→ Exercise objective
Repeat the material from its first line up to and including the line with "M31 54L35 52L33 25L21 20L13 25L0 23L0 52Z".

■ ■ ■

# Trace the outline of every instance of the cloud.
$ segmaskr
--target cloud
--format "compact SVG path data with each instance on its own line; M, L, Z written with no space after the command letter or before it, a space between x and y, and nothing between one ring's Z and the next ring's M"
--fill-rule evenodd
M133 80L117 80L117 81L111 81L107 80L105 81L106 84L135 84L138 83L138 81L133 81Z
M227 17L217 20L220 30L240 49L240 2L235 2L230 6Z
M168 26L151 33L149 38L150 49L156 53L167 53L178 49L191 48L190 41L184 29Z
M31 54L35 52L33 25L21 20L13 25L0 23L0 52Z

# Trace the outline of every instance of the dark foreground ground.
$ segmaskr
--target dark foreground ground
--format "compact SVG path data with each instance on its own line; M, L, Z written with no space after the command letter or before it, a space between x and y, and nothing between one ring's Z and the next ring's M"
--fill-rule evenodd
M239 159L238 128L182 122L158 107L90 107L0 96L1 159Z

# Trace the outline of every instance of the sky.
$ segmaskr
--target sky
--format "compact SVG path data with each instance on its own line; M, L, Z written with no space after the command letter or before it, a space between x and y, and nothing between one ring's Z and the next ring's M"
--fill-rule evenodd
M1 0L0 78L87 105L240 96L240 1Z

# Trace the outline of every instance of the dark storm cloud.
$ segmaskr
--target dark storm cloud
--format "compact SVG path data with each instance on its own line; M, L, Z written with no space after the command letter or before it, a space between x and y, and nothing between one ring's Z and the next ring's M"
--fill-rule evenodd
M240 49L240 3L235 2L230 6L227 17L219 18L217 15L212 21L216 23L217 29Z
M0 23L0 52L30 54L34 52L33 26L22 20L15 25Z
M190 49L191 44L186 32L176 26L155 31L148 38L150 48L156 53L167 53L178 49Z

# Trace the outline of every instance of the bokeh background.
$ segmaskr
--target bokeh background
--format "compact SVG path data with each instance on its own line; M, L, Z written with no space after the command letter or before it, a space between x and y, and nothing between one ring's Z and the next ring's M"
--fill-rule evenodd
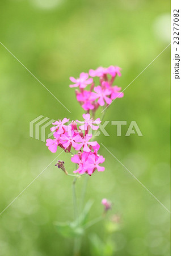
M60 152L30 138L30 122L40 115L81 119L69 77L90 68L121 67L115 84L124 89L169 44L170 12L165 0L1 1L1 42L71 113L0 45L0 212ZM105 120L127 122L121 136L109 124L110 136L98 138L169 209L170 62L169 47L108 108ZM142 137L125 136L131 121ZM106 171L89 179L86 199L94 201L90 220L102 213L102 198L113 207L104 221L87 230L82 255L96 255L96 240L107 243L105 227L113 214L120 217L120 230L108 236L113 252L104 255L170 255L170 213L103 147L100 151ZM70 158L60 156L71 173ZM0 216L1 255L72 255L73 240L53 225L73 220L72 177L54 163ZM78 197L83 182L77 182Z

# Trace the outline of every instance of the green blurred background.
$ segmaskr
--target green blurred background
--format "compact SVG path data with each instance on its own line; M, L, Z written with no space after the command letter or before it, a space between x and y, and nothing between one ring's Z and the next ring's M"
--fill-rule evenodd
M71 114L0 45L0 212L60 152L30 138L30 122L40 115L81 119L69 77L90 68L121 67L115 84L125 88L169 44L170 5L163 0L1 1L1 42ZM169 210L170 62L169 47L108 108L105 120L127 121L121 137L109 124L110 136L98 137ZM131 121L142 137L125 136ZM112 235L113 255L170 255L170 213L103 147L100 152L106 171L89 179L86 197L94 200L90 220L102 214L104 197L113 204L107 221L120 216L120 230ZM70 156L60 158L71 173ZM1 255L72 255L73 240L53 225L73 220L72 177L54 163L0 216ZM78 197L83 182L77 182ZM91 234L106 242L106 222L87 230L82 255L95 255Z

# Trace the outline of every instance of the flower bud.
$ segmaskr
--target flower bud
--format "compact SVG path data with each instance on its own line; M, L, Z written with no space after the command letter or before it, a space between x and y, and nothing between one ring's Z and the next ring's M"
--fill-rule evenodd
M55 164L55 166L57 166L57 167L59 169L61 169L64 172L65 174L68 175L68 172L66 171L65 166L64 166L64 161L61 161L60 160L58 160L57 163L56 163L56 164Z

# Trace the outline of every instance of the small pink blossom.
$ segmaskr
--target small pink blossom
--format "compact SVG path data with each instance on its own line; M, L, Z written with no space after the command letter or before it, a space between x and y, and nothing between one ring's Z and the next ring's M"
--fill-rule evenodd
M83 152L80 155L74 155L71 158L71 161L73 163L75 163L78 164L78 168L73 172L79 174L84 174L87 171L87 170L85 168L85 164L87 160L89 153Z
M89 148L88 145L96 146L98 143L96 141L89 141L92 138L91 134L86 134L85 138L81 136L77 135L74 139L75 142L80 143L75 147L76 150L79 150L83 147L83 150L85 152L90 152L91 150Z
M102 155L97 155L91 154L89 154L87 160L85 163L85 167L87 170L87 172L89 175L91 175L96 169L98 172L103 172L105 168L103 166L99 166L99 164L103 163L105 161L105 158Z
M74 82L75 84L71 84L70 87L79 87L80 88L85 88L88 84L90 84L93 82L92 78L89 79L89 74L87 73L82 72L80 75L79 78L76 79L74 77L71 76L70 80Z
M94 87L94 90L97 93L97 97L99 98L98 103L100 106L104 106L104 100L108 105L111 104L112 100L107 97L111 94L111 91L108 89L103 89L100 85Z
M101 121L100 120L100 118L94 120L92 118L90 118L90 114L89 113L83 114L82 117L85 119L85 121L79 121L78 120L76 120L76 122L83 124L79 126L81 130L86 130L89 127L91 127L92 130L98 130L99 129L99 126L93 125L93 124L98 125L100 123Z
M79 135L76 135L73 131L72 131L71 135L68 134L68 133L62 134L62 144L65 148L67 148L69 147L68 151L70 151L71 145L74 148L76 148L79 144L75 142L75 140L77 139L77 137L79 136Z
M106 72L107 74L111 75L111 76L115 77L117 75L119 76L121 76L121 74L120 72L121 70L121 68L117 66L110 66L107 68Z
M124 93L119 92L121 89L121 87L118 87L116 85L111 87L111 100L115 100L116 98L123 98L124 96Z
M60 134L56 131L54 133L53 136L54 139L47 139L46 140L46 146L48 147L49 150L50 150L52 153L55 153L57 151L58 146L62 144L62 140Z
M58 121L56 121L54 123L53 123L52 125L56 125L56 126L52 127L50 128L51 131L54 131L55 130L57 130L57 133L58 134L61 134L64 133L65 131L67 131L67 126L65 125L64 123L69 122L69 118L64 118L63 120L61 119L58 119Z
M99 67L96 69L90 69L89 71L89 75L92 77L94 77L95 76L98 76L99 77L102 77L104 74L107 73L107 69L103 68L102 67Z
M82 107L85 110L94 109L92 102L96 97L96 93L87 90L84 90L82 93L77 94L77 99L81 103L81 105L82 104Z

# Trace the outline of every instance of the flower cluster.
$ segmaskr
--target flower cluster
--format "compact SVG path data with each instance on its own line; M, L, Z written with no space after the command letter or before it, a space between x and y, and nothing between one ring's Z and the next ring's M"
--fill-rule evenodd
M77 100L85 110L88 112L91 110L95 113L99 106L107 106L111 104L112 101L116 98L121 98L124 93L120 92L121 88L116 85L112 86L113 82L116 76L121 76L121 68L117 66L110 66L107 68L100 67L96 70L90 69L89 78L87 73L81 73L78 79L70 77L70 80L74 84L70 87L78 87L75 90ZM92 77L98 77L99 85L95 86ZM85 88L90 85L90 90ZM93 90L94 92L93 92Z
M89 133L90 129L98 129L98 125L101 121L100 118L92 119L89 113L83 114L82 116L85 119L83 121L76 120L76 122L72 121L67 125L65 125L69 121L69 119L67 118L53 123L54 126L50 130L54 131L54 139L47 139L46 146L53 153L56 152L58 146L66 152L71 152L71 147L73 147L77 151L77 154L71 158L71 160L78 166L74 172L87 173L91 175L96 170L98 171L104 171L104 167L99 166L99 164L105 160L102 156L98 154L100 146L96 141L90 141L92 135ZM81 124L78 128L77 123Z

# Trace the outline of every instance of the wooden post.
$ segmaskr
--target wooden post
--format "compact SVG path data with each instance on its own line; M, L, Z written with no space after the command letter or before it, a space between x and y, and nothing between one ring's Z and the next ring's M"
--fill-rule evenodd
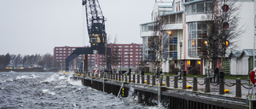
M210 79L209 79L209 77L206 77L205 80L206 80L206 92L210 92Z
M170 76L166 76L166 85L167 87L170 87Z
M241 79L237 78L236 86L235 86L235 96L242 97L242 91L241 91Z
M198 91L198 77L193 78L193 91Z
M139 75L137 75L137 84L139 84Z
M150 75L147 75L146 76L146 84L150 84Z
M174 88L178 88L178 76L174 76Z
M155 76L152 76L152 85L155 85Z

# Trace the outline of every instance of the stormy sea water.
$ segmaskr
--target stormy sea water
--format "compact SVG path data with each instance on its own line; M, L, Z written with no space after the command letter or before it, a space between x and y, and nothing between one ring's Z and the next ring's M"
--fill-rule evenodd
M117 98L56 72L0 72L0 108L162 108Z

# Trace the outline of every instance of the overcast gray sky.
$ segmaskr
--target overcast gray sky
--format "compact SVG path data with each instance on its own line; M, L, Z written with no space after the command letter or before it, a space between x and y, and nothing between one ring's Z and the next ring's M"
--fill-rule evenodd
M113 41L142 43L155 0L99 0ZM1 0L0 54L53 54L55 46L89 45L82 0Z

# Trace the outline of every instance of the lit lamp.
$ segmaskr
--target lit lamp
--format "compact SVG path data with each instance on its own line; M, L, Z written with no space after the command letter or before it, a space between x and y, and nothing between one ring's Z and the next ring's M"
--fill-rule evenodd
M180 64L180 70L181 70L181 72L182 72L182 42L181 41L181 42L179 42L179 46L181 47L181 49L180 49L180 60L179 60L179 64Z

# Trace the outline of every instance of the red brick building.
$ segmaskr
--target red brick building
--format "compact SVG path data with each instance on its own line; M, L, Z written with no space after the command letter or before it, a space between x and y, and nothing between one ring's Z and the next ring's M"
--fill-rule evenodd
M130 68L135 69L139 67L139 63L142 60L142 44L108 44L108 47L111 48L112 58L111 65L115 68L128 68L129 64ZM75 50L76 48L87 48L87 47L55 47L54 49L54 58L57 62L59 62L61 68L65 69L66 58ZM98 66L99 68L104 67L104 55L99 54L98 57ZM80 55L74 60L70 61L70 68L78 68L79 64L84 60L84 55ZM94 67L96 62L95 54L88 54L88 68ZM115 64L114 64L115 63ZM146 64L148 66L148 64Z

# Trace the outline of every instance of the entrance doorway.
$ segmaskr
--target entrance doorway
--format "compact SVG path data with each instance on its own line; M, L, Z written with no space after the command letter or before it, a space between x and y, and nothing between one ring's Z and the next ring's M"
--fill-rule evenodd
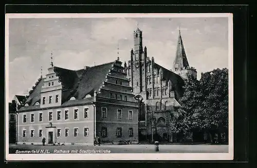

■ ■ ■

→ Task response
# Trace the outline of every instance of the cloud.
$ segmaskr
--target cloud
--format "compact SVG path data with each instance on its own line; M, L, Z written with no space after the command letter or before it, a space between x and y, and nothing between one ring's Z and the next ring's M"
--fill-rule evenodd
M133 80L117 80L117 81L111 81L107 80L105 81L106 84L135 84L138 83L138 81L133 81Z
M227 17L217 20L220 30L240 49L240 2L235 2L230 6Z
M168 26L151 33L149 38L150 49L156 53L167 53L178 49L191 48L190 41L184 29Z
M31 54L35 52L33 25L21 20L13 25L0 23L0 52Z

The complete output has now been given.